## To do:
The reply should hold every record, copied exactly, and none of the pictures.

*** Records for this task ***

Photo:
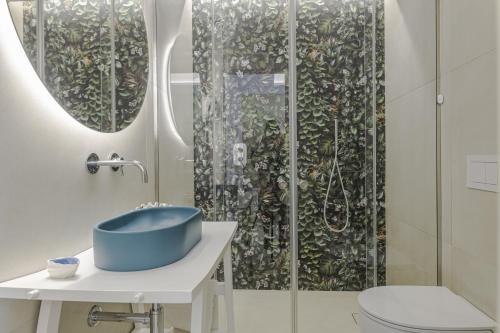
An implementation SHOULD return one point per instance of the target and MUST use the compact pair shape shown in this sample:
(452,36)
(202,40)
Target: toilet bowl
(397,309)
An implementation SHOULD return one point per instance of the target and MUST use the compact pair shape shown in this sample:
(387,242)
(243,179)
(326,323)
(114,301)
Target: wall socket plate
(482,172)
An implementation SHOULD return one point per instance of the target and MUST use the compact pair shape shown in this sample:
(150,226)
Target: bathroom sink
(146,238)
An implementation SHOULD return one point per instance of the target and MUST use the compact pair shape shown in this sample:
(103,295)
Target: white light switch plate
(482,172)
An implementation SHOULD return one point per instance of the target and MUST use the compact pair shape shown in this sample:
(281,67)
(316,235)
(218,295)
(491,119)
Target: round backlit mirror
(92,56)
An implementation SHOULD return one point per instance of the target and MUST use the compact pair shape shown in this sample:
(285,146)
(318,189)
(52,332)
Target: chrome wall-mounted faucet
(116,163)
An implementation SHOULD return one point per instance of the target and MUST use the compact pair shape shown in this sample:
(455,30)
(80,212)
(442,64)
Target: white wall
(469,84)
(411,142)
(175,118)
(48,201)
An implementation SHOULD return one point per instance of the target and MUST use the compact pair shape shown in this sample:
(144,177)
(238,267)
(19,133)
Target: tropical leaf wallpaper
(240,52)
(77,55)
(242,99)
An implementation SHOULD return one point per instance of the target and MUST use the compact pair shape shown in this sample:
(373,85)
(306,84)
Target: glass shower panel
(340,135)
(411,137)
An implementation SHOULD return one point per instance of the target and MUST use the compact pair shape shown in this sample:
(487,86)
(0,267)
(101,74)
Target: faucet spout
(116,163)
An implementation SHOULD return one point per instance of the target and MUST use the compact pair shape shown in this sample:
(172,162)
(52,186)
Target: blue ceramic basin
(147,238)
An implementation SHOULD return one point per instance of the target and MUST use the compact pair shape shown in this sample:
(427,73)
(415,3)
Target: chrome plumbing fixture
(154,317)
(336,166)
(93,164)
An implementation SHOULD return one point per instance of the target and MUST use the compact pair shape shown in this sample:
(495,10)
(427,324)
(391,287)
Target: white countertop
(174,283)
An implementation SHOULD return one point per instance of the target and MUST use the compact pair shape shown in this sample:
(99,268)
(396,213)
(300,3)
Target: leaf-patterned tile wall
(242,57)
(77,58)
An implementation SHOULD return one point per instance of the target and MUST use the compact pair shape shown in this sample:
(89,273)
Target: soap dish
(62,268)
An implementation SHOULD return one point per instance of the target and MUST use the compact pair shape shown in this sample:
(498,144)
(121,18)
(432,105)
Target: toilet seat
(421,309)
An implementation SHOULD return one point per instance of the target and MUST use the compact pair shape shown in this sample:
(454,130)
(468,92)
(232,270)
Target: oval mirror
(92,56)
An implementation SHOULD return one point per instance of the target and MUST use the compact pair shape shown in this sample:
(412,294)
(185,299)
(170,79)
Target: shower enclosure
(248,95)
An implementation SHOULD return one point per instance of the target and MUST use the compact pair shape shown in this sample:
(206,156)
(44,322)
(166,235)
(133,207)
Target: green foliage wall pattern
(334,79)
(77,55)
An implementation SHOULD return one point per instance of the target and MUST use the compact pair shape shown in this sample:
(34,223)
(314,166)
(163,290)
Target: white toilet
(397,309)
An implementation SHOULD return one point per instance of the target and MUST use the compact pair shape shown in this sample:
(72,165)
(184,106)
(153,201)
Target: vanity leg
(156,319)
(199,311)
(48,318)
(228,289)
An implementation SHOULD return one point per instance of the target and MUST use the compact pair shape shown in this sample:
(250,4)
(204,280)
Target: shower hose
(332,173)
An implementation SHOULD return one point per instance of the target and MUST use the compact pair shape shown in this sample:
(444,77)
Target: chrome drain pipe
(154,317)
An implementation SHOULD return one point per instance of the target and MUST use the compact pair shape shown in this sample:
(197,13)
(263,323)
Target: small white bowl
(62,268)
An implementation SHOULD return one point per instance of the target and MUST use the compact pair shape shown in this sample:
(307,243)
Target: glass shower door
(242,149)
(337,187)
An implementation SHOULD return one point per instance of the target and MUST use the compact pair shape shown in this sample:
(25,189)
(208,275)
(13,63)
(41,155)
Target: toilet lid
(431,308)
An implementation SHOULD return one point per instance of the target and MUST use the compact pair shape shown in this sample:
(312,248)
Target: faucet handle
(116,157)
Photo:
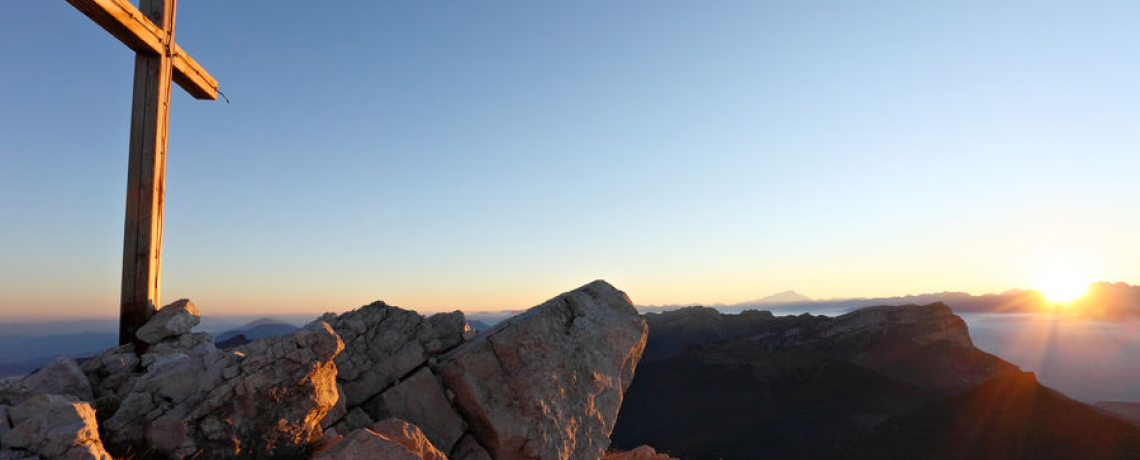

*** End of Records for this task ***

## Solution for this problem:
Photo:
An implementation SHOULD return one point per instance of the target and MUST use the compact pair shape shown in this sample:
(452,36)
(202,40)
Target: toilet bowl
(397,309)
An implementation SHOULD return one point per instance of the target and MUST use the compact pair shape shown in this sample:
(387,242)
(243,179)
(326,323)
(114,301)
Target: wall socket plate
(482,172)
An implementation SHOULD return one point per instance of the target and MUST use the compact pair shape shown in this sample:
(150,226)
Target: bathroom sink
(146,238)
An implementation SHOULD return one point per instance of the target and MUST use the compact pair shape shown in this sample:
(103,295)
Target: white light switch plate
(482,172)
An implementation SHOULD return one point per instance of the target and MUST use the compact pair shape shown in this sample:
(281,67)
(316,235)
(218,295)
(491,119)
Target: round backlit mirror
(92,56)
An implementation SHOULD return one point per instance of the target and MUST use the compact pair shape shown in this sample:
(285,146)
(318,189)
(52,332)
Target: chrome wall-mounted faucet
(116,163)
An implementation SHOULD return one point per instance of the target and MUST use the compact pair shape shown in this sample:
(455,30)
(80,212)
(442,64)
Target: white wall
(469,84)
(411,142)
(175,118)
(48,201)
An implementation SHOULD return one point per instance of the target and MUST use the compact pair shape shown in this sample:
(144,177)
(238,267)
(19,133)
Target: tropical leaf wallpaper
(240,52)
(77,55)
(242,99)
An implementation SHOULD return one point per instance of the target and MUST use the compact pair shape shown in this sample:
(373,85)
(306,84)
Target: glass shower panel
(340,135)
(411,137)
An implementation SHOULD return one point per instance of the target and MUST use the compact pair shape shown in this sample:
(487,86)
(0,267)
(101,74)
Target: faucet spout
(116,163)
An implementation SHOULD return one point per instance of the target and MUST use the compact pair shape shown in this sample:
(172,162)
(52,186)
Target: blue ceramic basin
(147,238)
An implementation SHOULD return one point per instance of the target and MUST use the compact pair shape shown in this sample:
(427,73)
(415,3)
Target: chrome plumbing fixture
(154,317)
(336,166)
(93,164)
An implementation SHOULD return one point per instance of the target and MUST use the compact pair shape shown in this sample:
(495,10)
(427,324)
(391,287)
Target: white countertop
(174,283)
An implementation SHOULD return one point per instance of the target and MUST use the compact pair shape shown in this sample:
(99,268)
(396,213)
(300,3)
Target: leaf-patterned tile wall
(242,57)
(77,58)
An implementation SHOULD return one point per instance of the target and MUST use the compact pair shape shown in this sample:
(89,273)
Target: soap dish
(62,268)
An implementation SHOULD return one point per instance of the target and MUST use the compact pair shape shown in this sample:
(498,144)
(121,18)
(432,105)
Target: toilet seat
(421,309)
An implementation SHOULD return one point per instance of the target and MUST use the compact pair shape shown in this sample:
(454,130)
(468,92)
(232,270)
Target: oval mirror
(92,56)
An implementation SHOULD return one point per instance of the target and MUST use the compact pair shape shown in this sample:
(412,294)
(185,299)
(170,79)
Target: shower enclosure
(248,95)
An implementation SHOULD return one point per instance of the target and MUST use the compact pair shape shown in this sample:
(206,156)
(44,322)
(166,235)
(133,207)
Target: green foliage wall pattern
(334,79)
(77,55)
An implementation SHOULD return one point per instance of the target and MUST use the compact pair shape shown in this sample:
(34,223)
(314,166)
(163,290)
Target: white toilet
(397,309)
An implementation SHOULD return one point per instance of the target and MUST use the compact pair shape shown in this sample:
(72,165)
(184,106)
(153,201)
Target: vanity leg
(156,319)
(199,311)
(48,318)
(228,289)
An implementation SHOULD return one point per instance of the target and MUST use the compact pair shape shown in this sample:
(250,4)
(204,280)
Target: shower hose
(332,173)
An implementation SHOULD return one point per instance of the target and MUST use the compact pair shape shown in this sample:
(444,77)
Target: chrome drain pipe
(154,317)
An implementation SHOULD return one point per instance of the target and MUST use the compact pair shape shown in this sample:
(197,13)
(263,323)
Target: small white bowl
(62,268)
An implementation SHOULD return one point per instance of the target and MUST use the compact pair shape shown in this sample:
(307,243)
Target: glass shower door
(242,149)
(337,187)
An implementation SHOULD return one point per instance of the target and MUST use the compact pair shape shown in this sample:
(25,189)
(208,275)
(13,63)
(41,155)
Target: toilet lid
(431,308)
An implementation SHOULD return one point per instance of the target and MUST use the compact pair shape shown in this sample:
(312,248)
Target: faucet handle
(116,157)
Photo:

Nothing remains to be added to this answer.